### Records for this task
──────────

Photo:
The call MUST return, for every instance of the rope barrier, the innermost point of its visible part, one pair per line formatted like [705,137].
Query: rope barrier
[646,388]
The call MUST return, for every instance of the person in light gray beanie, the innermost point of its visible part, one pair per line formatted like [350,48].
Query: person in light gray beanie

──────────

### What to work on
Rewrite every line of the records above as a numbered list, one line per item, and leave out any blank lines.

### Task answer
1. Photo:
2. The call MUST return, for every instance of the rope barrier, the innermost point of its visible part, one pair per line formatted like [705,137].
3. Query: rope barrier
4. [646,388]
5. The call MUST return, for every instance of the person in light gray beanie, the innermost point of its visible part, one pair per line formatted like [350,48].
6. Query: person in light gray beanie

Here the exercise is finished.